_Your goal_.
Filter the material below down to the lines that contain the string "stabilizer", matching case exactly.
--- Start of Data provided ---
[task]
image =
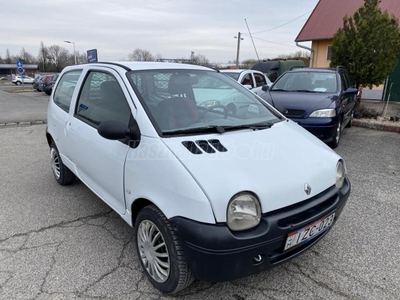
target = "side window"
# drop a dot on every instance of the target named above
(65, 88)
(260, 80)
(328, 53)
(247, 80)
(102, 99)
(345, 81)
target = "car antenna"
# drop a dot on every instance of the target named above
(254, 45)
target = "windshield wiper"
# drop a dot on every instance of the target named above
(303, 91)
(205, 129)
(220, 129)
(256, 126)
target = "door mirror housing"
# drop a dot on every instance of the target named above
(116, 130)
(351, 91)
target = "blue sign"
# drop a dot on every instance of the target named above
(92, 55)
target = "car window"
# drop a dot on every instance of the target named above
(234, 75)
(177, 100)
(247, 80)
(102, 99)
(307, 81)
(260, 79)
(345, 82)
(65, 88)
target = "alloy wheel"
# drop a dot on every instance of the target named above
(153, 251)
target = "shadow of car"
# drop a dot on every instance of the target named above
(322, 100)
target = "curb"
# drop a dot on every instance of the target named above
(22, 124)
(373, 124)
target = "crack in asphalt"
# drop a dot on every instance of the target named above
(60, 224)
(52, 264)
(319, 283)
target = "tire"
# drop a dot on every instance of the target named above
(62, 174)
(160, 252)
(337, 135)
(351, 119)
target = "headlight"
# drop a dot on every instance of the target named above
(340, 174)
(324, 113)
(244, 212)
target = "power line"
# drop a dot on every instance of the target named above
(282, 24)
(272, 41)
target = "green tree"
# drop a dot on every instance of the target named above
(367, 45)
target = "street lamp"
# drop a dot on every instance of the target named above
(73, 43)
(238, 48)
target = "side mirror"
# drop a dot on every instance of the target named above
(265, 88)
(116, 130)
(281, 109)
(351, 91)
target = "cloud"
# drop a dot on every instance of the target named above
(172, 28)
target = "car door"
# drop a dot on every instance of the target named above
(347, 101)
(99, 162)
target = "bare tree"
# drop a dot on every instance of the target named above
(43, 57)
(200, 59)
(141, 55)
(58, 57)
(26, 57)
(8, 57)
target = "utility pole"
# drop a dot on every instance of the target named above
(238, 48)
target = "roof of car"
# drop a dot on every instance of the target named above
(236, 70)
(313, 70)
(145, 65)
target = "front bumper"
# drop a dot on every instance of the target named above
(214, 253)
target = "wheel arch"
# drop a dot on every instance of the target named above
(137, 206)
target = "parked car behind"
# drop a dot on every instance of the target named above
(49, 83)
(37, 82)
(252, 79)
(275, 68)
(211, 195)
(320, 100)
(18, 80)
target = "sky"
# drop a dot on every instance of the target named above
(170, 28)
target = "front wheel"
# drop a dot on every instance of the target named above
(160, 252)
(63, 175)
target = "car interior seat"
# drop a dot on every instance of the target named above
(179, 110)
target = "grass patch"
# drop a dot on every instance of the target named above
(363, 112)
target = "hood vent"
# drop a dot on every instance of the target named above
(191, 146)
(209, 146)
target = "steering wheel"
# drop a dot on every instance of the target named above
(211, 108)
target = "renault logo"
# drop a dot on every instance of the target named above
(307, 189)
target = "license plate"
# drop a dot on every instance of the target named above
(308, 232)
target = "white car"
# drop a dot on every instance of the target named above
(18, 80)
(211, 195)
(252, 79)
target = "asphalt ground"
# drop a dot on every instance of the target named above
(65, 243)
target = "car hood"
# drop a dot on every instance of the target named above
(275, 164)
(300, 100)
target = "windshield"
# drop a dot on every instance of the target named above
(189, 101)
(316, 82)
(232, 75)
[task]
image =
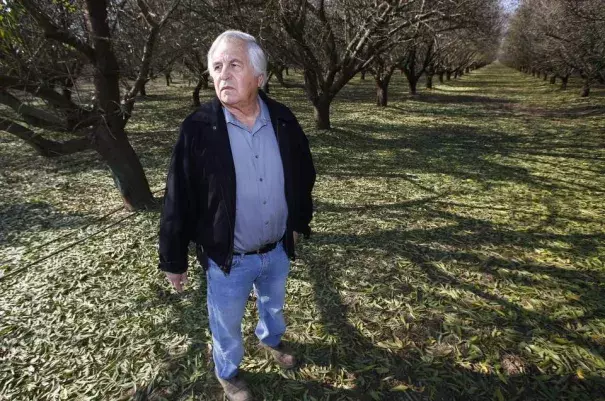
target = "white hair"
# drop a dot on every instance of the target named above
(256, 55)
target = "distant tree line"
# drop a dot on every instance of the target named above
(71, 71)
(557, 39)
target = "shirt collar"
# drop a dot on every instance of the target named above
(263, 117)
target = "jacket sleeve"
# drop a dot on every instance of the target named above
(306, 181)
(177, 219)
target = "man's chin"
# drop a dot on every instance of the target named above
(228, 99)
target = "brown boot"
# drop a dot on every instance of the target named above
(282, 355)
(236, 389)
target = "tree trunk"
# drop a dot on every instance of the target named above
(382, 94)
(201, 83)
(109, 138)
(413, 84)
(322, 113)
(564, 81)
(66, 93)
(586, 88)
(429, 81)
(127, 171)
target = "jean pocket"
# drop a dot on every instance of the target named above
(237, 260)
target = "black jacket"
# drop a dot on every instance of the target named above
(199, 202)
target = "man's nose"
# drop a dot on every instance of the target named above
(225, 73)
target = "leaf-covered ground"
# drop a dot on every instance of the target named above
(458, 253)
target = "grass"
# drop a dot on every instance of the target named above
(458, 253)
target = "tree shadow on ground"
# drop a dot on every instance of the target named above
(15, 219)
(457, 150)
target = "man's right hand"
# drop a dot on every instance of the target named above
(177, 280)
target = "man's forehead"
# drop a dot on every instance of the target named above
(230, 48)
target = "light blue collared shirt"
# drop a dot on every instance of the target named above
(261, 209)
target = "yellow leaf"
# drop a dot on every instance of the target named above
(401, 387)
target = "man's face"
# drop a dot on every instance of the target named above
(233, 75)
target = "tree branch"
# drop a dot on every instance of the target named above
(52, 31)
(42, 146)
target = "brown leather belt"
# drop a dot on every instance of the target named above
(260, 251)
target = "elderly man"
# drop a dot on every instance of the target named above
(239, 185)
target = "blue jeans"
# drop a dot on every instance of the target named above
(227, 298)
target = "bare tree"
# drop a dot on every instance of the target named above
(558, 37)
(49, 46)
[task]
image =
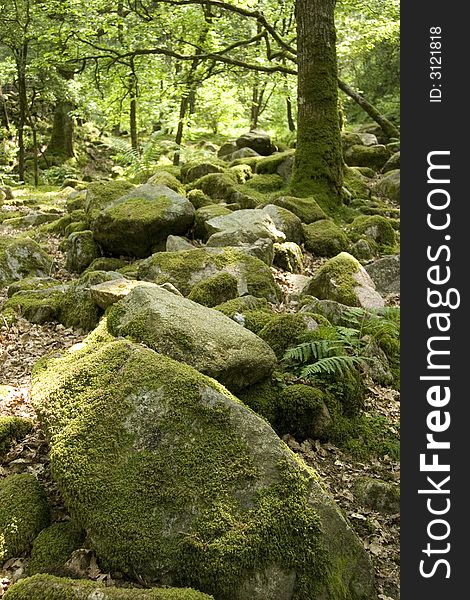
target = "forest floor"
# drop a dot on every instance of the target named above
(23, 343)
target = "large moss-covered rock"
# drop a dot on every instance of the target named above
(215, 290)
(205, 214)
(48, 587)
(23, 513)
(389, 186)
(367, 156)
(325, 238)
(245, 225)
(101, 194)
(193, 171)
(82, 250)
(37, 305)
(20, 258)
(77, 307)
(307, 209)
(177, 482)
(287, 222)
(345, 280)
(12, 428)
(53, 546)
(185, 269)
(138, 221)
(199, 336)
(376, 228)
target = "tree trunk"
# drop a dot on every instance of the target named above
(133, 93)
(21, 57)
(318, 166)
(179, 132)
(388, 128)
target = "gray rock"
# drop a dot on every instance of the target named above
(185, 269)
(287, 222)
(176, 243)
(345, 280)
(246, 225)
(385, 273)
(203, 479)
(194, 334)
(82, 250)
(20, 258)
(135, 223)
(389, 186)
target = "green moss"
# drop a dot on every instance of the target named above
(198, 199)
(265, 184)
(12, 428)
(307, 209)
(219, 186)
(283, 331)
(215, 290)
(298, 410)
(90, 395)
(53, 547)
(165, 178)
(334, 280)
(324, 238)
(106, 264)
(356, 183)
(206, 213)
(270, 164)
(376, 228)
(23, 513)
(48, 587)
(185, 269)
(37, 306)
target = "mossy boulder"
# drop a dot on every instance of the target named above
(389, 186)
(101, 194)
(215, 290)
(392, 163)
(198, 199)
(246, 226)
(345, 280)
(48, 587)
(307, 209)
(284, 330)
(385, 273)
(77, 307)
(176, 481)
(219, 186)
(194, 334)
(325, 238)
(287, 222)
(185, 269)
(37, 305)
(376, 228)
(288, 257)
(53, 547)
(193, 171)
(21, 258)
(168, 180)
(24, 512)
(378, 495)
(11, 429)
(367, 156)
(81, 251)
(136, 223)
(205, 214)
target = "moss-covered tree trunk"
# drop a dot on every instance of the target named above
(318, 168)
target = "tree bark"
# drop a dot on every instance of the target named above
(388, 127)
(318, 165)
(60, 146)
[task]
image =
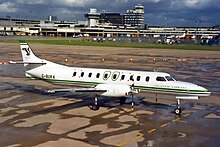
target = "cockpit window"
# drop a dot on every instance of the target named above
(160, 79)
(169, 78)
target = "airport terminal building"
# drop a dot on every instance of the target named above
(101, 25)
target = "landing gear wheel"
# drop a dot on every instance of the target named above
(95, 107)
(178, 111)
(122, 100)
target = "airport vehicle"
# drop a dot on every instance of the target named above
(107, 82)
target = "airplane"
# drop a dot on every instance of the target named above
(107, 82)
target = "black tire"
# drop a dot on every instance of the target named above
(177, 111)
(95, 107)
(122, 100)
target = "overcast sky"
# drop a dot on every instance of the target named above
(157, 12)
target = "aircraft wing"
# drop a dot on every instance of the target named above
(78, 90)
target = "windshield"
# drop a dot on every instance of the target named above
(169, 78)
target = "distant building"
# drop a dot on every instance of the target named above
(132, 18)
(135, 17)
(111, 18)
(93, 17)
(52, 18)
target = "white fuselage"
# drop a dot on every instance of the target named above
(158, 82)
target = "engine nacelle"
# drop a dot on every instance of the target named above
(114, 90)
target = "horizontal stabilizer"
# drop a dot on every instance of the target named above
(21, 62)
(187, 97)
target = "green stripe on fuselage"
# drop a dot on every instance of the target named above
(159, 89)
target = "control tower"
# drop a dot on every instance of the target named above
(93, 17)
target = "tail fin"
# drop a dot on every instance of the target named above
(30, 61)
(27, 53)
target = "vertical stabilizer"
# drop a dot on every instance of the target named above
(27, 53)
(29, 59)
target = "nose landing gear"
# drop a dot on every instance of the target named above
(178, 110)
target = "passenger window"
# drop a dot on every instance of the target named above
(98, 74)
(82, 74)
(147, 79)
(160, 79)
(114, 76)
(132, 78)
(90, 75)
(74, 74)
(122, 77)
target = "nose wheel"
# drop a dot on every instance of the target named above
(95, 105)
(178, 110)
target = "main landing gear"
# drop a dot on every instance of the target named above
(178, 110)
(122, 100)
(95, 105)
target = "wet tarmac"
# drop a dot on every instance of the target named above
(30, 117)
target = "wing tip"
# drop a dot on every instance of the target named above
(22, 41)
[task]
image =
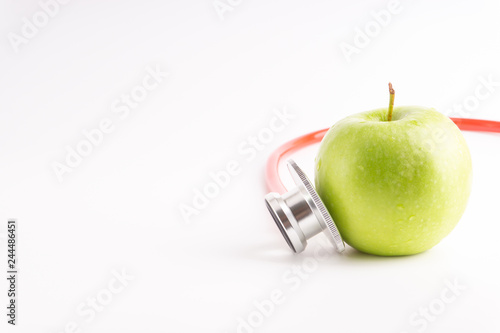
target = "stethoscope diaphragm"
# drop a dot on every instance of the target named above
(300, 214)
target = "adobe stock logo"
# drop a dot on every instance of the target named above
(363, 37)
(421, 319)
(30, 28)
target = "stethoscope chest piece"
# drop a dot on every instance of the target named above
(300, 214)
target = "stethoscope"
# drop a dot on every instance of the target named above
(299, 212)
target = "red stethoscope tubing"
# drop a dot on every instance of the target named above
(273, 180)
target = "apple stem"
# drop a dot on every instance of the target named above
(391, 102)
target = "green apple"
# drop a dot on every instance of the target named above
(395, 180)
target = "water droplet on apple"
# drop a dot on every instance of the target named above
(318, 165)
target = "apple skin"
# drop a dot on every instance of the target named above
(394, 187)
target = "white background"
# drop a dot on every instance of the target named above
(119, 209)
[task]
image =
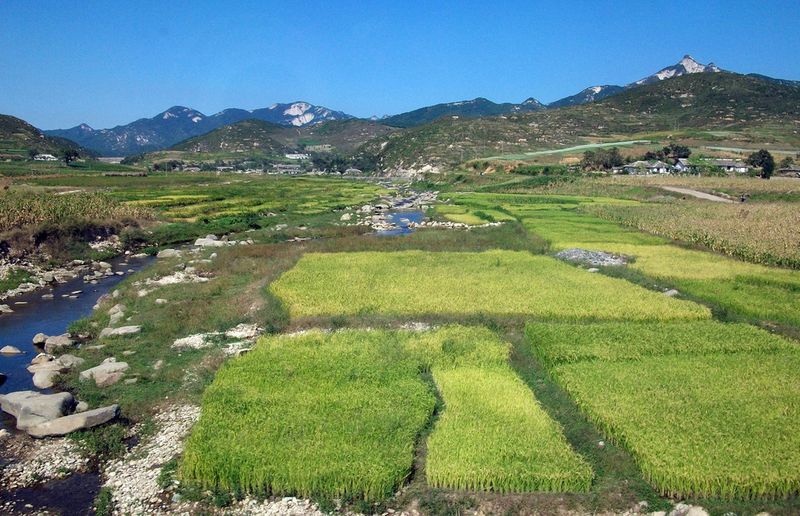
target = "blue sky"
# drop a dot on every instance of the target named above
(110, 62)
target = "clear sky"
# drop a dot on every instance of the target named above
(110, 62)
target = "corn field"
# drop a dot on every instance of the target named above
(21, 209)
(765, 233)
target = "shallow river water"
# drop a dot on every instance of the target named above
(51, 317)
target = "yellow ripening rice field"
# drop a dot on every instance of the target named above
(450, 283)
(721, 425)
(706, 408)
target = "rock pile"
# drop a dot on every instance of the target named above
--- End of Data provided ---
_Right answer_.
target = "horizontal stabilizer"
target = "vertical stabilizer"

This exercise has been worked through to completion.